* 読解文 *

────────────────────

フランス産小麦から調製した小麦ふすま(灰分:5.2質量%)を、パドルドラーヤー装置を用いて品温100〜150℃の乾熱条件下に45分間加熱処理して、調製例6の乾熱加熱品を得た。
上記調製例5のフランス産小麦粉の乾熱加熱品、もしくは上記調製例6のフランス産小麦のふすま乾熱加熱品を用いて、下記表5に示す配合でバケット型フランスパンを製造した。パンの製造は、試験例1と同様にして行った。
得られたパンに関し、生地調製時の作業性、パンの外観、食味、風味について、官能評価を行った。官能評価は、試験例1と同様にして行った。結果を試験例1における比較例1の結果とともに表6に示す。

────────────────────

* 提示データ *
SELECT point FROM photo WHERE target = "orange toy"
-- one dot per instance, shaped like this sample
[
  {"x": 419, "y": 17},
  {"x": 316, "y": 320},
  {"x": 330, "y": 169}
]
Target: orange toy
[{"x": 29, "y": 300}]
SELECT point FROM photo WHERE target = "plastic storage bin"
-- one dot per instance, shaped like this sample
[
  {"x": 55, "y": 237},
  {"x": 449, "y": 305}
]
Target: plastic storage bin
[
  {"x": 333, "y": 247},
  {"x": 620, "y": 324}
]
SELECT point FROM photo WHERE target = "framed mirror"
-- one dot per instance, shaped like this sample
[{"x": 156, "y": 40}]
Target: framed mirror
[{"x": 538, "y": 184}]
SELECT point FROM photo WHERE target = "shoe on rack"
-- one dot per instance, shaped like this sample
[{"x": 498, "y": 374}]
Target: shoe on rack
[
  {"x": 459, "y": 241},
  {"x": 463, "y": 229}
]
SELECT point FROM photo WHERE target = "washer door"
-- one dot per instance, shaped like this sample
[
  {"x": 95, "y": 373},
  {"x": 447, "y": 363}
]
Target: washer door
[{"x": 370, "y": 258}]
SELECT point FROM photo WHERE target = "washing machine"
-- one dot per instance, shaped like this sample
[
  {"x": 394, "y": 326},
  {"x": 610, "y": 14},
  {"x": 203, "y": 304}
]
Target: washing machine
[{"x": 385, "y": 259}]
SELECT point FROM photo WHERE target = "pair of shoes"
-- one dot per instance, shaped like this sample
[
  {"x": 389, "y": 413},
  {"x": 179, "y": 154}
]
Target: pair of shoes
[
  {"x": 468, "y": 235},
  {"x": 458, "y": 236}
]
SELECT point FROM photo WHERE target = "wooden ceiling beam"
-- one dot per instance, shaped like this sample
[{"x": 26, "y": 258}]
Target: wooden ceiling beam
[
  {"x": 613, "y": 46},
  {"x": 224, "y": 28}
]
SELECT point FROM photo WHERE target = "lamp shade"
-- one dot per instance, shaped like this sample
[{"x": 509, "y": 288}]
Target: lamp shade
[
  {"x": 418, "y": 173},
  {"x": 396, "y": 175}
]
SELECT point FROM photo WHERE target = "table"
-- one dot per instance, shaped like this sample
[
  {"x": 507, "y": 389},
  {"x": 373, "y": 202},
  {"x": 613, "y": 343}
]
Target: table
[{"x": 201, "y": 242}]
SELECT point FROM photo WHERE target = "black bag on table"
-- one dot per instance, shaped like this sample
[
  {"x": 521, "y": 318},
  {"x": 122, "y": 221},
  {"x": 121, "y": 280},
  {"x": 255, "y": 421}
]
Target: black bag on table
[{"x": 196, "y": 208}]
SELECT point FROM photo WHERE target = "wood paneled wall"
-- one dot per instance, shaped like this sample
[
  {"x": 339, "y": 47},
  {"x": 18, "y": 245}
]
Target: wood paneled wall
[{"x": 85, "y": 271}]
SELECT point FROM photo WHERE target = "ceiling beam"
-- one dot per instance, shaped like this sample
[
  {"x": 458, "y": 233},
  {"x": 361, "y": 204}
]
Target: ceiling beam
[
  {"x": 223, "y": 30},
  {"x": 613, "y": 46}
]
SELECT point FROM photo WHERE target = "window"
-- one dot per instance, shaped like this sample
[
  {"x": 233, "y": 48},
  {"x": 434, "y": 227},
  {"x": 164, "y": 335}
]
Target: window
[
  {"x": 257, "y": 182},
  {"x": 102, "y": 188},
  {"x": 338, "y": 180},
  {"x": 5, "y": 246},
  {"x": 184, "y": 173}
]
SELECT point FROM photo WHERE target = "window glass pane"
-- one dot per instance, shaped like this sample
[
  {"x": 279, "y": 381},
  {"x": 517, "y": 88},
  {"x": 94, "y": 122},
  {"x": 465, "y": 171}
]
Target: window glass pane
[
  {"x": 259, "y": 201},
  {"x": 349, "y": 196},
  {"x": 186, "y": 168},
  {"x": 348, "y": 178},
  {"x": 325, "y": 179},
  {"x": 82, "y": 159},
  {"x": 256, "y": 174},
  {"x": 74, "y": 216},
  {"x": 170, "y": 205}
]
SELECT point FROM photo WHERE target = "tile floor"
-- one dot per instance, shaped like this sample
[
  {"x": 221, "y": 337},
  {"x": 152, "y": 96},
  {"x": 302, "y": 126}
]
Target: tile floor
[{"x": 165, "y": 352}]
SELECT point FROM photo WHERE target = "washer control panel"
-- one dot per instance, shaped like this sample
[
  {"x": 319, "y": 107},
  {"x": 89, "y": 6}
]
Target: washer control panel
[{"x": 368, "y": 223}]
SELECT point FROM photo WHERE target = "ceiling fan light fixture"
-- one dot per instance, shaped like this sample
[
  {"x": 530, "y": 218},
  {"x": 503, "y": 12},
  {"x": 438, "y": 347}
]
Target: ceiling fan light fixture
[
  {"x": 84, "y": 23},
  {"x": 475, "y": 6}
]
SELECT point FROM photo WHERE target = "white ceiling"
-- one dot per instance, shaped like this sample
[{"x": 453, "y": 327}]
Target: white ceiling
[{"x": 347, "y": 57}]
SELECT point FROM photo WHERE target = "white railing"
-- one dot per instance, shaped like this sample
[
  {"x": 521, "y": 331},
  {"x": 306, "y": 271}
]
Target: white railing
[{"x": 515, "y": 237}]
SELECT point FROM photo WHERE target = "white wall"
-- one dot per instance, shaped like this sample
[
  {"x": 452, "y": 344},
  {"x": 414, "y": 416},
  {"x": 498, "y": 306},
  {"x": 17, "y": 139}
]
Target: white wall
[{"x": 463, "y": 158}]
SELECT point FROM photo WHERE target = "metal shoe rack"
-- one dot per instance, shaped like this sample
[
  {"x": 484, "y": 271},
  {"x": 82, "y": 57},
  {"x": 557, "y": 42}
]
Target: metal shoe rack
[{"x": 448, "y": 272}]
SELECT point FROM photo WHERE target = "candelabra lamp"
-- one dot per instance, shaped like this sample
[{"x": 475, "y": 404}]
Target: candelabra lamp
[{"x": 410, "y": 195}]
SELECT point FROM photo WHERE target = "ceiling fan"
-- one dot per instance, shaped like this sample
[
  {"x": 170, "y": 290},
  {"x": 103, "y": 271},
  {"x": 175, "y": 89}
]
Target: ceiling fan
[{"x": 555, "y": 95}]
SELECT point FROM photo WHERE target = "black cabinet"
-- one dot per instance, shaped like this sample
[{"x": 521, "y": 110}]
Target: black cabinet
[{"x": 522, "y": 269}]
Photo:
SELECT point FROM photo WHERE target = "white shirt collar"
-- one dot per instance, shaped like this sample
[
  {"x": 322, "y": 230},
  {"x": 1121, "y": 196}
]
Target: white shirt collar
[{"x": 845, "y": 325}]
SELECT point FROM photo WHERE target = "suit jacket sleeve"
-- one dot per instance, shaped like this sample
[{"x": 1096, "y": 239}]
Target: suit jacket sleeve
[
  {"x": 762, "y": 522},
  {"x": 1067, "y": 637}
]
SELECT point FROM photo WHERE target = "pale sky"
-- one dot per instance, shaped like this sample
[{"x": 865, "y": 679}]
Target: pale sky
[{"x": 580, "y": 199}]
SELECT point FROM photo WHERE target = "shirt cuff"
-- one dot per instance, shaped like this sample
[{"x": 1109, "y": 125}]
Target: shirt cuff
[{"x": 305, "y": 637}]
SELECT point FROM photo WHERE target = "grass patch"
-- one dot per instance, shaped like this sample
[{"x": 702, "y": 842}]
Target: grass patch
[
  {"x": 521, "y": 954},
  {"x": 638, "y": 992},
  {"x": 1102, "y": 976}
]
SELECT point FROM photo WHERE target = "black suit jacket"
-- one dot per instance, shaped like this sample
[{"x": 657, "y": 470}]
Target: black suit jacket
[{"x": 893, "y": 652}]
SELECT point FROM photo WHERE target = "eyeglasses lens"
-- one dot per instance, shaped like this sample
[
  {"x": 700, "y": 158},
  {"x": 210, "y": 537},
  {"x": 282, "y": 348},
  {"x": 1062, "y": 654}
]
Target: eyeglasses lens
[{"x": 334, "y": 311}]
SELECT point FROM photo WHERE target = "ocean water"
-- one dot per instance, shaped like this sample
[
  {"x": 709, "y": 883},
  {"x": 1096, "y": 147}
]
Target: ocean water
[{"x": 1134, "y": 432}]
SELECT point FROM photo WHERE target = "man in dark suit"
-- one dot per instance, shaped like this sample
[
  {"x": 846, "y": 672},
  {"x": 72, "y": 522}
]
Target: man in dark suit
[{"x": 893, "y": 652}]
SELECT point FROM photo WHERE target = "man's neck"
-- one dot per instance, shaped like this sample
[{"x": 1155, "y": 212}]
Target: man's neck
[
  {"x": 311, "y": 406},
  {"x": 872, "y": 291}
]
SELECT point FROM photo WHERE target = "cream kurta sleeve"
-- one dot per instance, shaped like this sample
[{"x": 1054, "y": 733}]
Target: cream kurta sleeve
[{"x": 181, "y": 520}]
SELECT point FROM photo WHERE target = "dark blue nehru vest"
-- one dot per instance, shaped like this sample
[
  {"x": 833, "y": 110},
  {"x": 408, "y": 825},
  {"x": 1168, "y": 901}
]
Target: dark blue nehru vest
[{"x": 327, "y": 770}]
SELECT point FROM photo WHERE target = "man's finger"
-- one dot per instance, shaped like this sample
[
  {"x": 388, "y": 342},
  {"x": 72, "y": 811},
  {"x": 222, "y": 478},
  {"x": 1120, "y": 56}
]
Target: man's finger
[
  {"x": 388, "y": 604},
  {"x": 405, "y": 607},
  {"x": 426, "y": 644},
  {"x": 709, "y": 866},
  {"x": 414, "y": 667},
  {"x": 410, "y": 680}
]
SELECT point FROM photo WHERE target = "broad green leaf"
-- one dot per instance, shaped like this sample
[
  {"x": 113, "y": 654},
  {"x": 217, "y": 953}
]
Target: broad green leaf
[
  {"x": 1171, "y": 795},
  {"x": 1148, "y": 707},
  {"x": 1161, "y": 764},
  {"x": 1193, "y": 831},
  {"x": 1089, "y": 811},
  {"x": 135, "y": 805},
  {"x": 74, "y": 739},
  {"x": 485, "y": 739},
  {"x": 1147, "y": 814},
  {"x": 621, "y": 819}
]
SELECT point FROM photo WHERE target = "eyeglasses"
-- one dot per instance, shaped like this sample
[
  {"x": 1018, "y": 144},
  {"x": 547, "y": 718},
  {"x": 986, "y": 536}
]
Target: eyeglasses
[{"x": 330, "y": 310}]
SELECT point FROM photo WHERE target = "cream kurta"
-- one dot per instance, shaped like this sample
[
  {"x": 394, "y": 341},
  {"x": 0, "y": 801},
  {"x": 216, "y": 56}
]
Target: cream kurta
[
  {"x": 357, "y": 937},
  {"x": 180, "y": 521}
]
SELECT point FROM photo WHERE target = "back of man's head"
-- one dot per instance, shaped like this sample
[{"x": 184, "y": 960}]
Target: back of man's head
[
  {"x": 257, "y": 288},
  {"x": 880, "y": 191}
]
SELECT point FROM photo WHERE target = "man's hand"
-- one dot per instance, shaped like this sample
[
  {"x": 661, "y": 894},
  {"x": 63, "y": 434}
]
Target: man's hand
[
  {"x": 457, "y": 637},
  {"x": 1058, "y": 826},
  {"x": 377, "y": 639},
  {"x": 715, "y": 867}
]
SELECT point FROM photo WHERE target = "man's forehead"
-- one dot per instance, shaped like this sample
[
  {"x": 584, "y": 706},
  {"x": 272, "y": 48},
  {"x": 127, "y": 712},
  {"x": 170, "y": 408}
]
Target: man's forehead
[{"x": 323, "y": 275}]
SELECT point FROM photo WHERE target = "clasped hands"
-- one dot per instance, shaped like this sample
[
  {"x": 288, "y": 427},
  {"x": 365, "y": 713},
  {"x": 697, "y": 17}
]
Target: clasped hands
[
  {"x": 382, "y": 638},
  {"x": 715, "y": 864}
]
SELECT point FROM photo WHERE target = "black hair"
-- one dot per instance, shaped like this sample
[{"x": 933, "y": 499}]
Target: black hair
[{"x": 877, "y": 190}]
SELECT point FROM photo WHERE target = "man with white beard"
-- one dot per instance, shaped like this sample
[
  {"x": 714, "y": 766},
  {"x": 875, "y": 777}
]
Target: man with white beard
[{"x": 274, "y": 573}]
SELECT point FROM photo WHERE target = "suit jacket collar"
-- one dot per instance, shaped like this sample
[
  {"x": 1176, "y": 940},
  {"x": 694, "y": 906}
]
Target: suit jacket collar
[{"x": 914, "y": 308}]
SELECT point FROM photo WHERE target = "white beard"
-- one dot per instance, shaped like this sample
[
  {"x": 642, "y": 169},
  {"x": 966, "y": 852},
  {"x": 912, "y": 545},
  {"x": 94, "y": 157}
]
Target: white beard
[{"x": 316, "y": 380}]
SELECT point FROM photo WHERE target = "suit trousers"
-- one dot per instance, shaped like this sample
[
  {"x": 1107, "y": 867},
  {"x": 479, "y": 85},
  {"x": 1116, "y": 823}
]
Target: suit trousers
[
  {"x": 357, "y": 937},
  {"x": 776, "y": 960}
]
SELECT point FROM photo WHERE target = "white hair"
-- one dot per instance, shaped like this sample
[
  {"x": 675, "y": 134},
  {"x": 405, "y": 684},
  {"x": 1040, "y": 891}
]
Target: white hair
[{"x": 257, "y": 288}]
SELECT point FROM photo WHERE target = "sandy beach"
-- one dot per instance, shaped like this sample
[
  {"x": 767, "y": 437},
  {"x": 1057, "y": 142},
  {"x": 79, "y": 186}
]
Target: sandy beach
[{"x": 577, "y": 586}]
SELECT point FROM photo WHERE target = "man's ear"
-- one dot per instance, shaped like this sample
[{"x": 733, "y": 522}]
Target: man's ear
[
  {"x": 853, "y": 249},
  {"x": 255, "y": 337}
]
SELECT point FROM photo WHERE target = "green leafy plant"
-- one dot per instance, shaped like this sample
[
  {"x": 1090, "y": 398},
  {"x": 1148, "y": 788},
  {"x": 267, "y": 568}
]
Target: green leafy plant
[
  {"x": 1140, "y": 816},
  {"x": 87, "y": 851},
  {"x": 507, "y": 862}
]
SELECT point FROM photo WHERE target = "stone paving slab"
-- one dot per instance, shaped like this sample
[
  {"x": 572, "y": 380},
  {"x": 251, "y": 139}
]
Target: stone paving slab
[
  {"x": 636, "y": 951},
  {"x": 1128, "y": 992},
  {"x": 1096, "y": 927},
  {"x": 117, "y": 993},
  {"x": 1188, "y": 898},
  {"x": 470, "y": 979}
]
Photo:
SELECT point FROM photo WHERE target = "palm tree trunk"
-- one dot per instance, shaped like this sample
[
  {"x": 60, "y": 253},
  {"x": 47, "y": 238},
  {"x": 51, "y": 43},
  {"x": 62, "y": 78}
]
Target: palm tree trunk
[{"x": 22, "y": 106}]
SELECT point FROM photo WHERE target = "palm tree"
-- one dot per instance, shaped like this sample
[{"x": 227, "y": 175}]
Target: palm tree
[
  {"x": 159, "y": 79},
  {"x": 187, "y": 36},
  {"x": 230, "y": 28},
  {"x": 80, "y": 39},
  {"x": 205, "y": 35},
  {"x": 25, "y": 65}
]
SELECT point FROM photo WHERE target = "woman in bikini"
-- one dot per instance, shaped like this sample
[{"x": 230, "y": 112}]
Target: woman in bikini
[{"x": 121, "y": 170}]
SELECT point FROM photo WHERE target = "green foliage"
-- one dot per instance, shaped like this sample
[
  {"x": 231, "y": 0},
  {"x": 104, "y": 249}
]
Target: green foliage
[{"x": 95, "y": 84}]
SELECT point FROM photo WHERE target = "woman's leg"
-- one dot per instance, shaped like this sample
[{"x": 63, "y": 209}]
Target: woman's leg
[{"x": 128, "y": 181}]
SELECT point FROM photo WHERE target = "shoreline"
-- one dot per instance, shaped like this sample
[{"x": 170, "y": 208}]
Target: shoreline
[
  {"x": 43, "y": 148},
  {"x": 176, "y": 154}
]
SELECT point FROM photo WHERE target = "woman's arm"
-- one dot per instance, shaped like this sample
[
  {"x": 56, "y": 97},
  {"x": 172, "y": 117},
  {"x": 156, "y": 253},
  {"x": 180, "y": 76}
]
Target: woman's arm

────────────────────

* 演習問題 *
読解文によると、調製例6の乾熱加熱品を得るために、小麦ふすまはどのような温度条件で何分間加熱処理されましたか。 記録を参照しなくても解答できます。

* 解答 *
品温100〜150℃の乾熱条件下で、45分間加熱処理されました。